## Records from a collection
"""

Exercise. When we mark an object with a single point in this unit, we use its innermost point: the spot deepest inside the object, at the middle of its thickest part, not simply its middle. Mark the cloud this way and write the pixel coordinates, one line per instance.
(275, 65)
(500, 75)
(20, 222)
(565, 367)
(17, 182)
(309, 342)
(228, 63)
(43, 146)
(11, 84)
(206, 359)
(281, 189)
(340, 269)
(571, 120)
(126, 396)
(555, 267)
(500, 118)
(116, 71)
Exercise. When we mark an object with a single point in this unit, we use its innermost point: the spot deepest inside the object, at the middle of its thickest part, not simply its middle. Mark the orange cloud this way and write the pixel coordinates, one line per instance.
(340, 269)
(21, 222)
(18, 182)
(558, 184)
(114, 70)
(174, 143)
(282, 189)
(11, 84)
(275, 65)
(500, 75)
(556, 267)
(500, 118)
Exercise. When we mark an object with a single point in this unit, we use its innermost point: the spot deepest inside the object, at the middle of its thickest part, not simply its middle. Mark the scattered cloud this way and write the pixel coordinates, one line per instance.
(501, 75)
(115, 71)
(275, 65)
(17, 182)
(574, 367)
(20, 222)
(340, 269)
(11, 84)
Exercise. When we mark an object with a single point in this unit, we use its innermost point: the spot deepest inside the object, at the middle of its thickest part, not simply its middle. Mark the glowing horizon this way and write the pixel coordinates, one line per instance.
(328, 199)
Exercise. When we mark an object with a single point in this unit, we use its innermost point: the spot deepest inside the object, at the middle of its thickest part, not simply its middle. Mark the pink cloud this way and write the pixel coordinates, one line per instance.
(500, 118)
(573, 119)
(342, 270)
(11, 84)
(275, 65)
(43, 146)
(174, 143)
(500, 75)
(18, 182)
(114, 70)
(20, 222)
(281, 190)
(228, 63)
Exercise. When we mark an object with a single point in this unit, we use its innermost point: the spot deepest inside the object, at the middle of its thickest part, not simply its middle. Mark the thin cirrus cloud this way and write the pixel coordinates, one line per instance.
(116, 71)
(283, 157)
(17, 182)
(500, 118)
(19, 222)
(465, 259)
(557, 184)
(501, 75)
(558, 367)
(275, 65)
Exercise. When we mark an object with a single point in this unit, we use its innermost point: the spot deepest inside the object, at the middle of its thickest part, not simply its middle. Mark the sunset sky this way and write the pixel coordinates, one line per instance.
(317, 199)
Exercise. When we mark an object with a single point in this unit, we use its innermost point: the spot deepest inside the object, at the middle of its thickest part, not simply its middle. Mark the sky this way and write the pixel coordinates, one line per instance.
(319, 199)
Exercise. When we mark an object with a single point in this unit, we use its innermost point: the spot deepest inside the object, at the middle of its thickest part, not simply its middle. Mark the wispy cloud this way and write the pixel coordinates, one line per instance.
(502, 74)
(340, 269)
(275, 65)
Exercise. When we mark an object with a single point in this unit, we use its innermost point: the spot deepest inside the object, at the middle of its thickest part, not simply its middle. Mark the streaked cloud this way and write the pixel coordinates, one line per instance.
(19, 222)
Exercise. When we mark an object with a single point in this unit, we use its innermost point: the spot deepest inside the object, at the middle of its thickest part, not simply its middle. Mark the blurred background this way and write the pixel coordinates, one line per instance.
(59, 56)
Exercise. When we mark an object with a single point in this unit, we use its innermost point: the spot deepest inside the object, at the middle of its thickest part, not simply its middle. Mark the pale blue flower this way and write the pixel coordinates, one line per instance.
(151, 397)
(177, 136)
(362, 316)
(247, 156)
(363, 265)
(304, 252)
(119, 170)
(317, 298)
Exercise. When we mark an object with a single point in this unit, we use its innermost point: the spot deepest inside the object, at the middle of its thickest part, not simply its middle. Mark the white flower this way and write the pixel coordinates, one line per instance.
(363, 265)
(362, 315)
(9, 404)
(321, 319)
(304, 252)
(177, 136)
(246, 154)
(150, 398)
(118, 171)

"""

## Exercise description
Reproduce each entry above exactly, keeping every word.

## In response
Exercise. When we mark an object with a single point in this unit, we use its innermost point: the spot deepest inside the object, at the middle of its thickest part, not simply its middle. Mark the cloud this way and write the pixel coordinates, one line per instance.
(275, 65)
(500, 75)
(20, 222)
(565, 367)
(17, 182)
(309, 342)
(228, 63)
(43, 146)
(11, 84)
(206, 359)
(281, 189)
(340, 269)
(571, 120)
(126, 396)
(555, 267)
(500, 118)
(116, 71)
Exercise. When we mark an object with a single point in this unit, we use its innermost point: the spot deepest inside the object, at the middle of its thickest part, not simply its middle. Mark the orange cloud this way and write the pixel coordinates, one line per instance.
(340, 269)
(21, 222)
(18, 182)
(558, 184)
(114, 70)
(174, 143)
(282, 189)
(11, 84)
(275, 65)
(500, 75)
(556, 267)
(500, 118)
Exercise. When we mark an object with a single point in this unit, we use its innermost point: the spot deepest inside the object, at the middle of its thickest part, not simply its middle. Mark the scattered cloud this way and write the pixel coordinates, one line per instance.
(501, 75)
(115, 71)
(275, 65)
(17, 182)
(574, 367)
(20, 222)
(340, 269)
(11, 84)
Exercise. When we mark an object with a single point in this unit, we use its innermost point: the spot deepest inside the object, at the middle of its thickest part, not simply its middle. Mark the glowing horizon this way and write the pixel coordinates, one line per instance.
(328, 199)
Exercise. When we mark an object with a single point in this unit, we use its innermost point: the spot deepest inside the object, at the middle of its thickest part, not simply its middle. Mark the pink cloud this way and write the pixel coordinates, one line per instance.
(500, 118)
(573, 119)
(342, 270)
(11, 84)
(275, 65)
(43, 146)
(174, 143)
(500, 75)
(18, 182)
(114, 70)
(20, 222)
(281, 190)
(228, 63)
Exercise. When we mark an object with a single point in this unit, we use its innermost point: the spot deepest inside the object, at the middle of its thickest part, not simply its middle. Mark the thin cirrus cloud this way and write the pixel coordinates, one line per instance.
(116, 71)
(283, 157)
(17, 182)
(500, 118)
(19, 222)
(465, 259)
(557, 184)
(501, 75)
(558, 367)
(275, 65)
Exercise. When we mark an object with a single point in this unit, we use its innermost point: the spot deepest inside the object, at the middle of its thickest part, not simply its middle. Mark the sunset sky this way and write the pixel coordinates, one line per instance.
(317, 199)
Exercise. When we mark an object with a single point in this unit, we use its innermost point: the spot deepest inside the object, at the middle of its thickest part, not simply its middle. Mark the sky this way and write the pixel coordinates, one line per instance.
(319, 199)
Exercise. When we mark an object with a single point in this unit, we use its innermost point: the spot deepest inside the object, at the middle of its thickest part, not simply its middle. Mark the wispy cloud this way and write the pixel coordinates, one line per instance.
(502, 74)
(340, 269)
(275, 65)
Exercise. When we mark an object with a single point in this unit, we use its innermost point: the spot deepest inside the object, at the middle of its thickest part, not simply its middle. Mark the streaked cloud this way and write the pixel coordinates, one line per instance.
(19, 222)
Exercise. When we mark an object with a single point in this unit, we use its innermost point: the spot deepest inside the object, at the middle of its thickest part, not simply its middle. Mark the blurred background this way and write the pixel coordinates, one line per instance.
(59, 56)
Exercise. When we mark an object with a single point in this unit, we use its innermost point: the spot deepest inside the object, at the middle of its thickest part, not simply its middle. Mark the pale blue flower this way and write the pixel coordinates, one line per instance.
(151, 397)
(177, 136)
(362, 316)
(247, 156)
(363, 265)
(304, 252)
(119, 170)
(317, 298)
Exercise. When we mark an object with a single point in this unit, we use its innermost point: the spot deepest inside the object, at the middle of its thickest part, not simply its middle. Mark the white flower this way and write the pixel coordinates, one line per instance.
(363, 265)
(362, 315)
(9, 404)
(321, 319)
(304, 252)
(177, 136)
(246, 154)
(150, 398)
(118, 171)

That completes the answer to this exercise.